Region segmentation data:
####

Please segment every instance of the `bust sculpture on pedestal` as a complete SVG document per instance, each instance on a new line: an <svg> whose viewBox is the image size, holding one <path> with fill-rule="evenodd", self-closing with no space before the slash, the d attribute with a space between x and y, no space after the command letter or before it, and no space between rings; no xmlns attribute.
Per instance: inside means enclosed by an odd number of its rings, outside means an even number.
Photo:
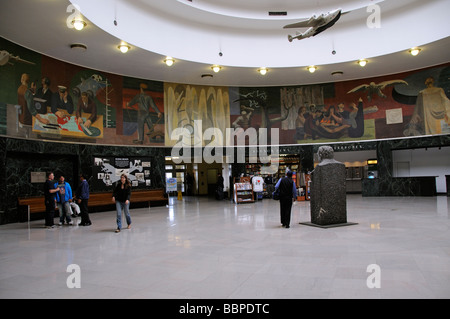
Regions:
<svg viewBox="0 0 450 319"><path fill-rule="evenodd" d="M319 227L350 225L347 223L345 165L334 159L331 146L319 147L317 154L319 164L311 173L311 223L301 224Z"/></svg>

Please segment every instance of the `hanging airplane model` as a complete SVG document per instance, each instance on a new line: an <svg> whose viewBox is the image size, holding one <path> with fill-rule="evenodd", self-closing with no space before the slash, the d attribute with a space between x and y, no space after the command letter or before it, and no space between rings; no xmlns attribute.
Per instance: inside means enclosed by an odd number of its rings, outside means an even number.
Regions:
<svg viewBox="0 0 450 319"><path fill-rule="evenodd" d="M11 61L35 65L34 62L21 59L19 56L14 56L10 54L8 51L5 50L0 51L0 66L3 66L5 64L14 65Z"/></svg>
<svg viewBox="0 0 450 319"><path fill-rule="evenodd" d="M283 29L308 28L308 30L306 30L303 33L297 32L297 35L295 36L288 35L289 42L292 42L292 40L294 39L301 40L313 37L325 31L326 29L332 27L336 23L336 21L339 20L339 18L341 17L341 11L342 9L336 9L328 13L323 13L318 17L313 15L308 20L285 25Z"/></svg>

####

- **Problem description**
Rewrite the listing from its start through the line containing "227L350 225L347 223L345", changing "Photo" to "Image" and keeping everything else the same. Leave out the pictures.

- **Right answer**
Please segment every instance of the `bust sculpture on pedestal` as a complete SVG document per instance, each instance on a new line: an <svg> whose viewBox is the image size, holding one <path> with fill-rule="evenodd", self-closing with no space before the slash, the d attribute with a space between x and y, no space after the command letter or before it, and no space between rings; no xmlns attribute.
Per instance: inside means enclosed by an odd number of its rings, outside means an even number.
Image:
Regions:
<svg viewBox="0 0 450 319"><path fill-rule="evenodd" d="M319 227L350 225L347 223L345 165L334 159L331 146L319 147L317 154L319 164L311 173L311 223L301 224Z"/></svg>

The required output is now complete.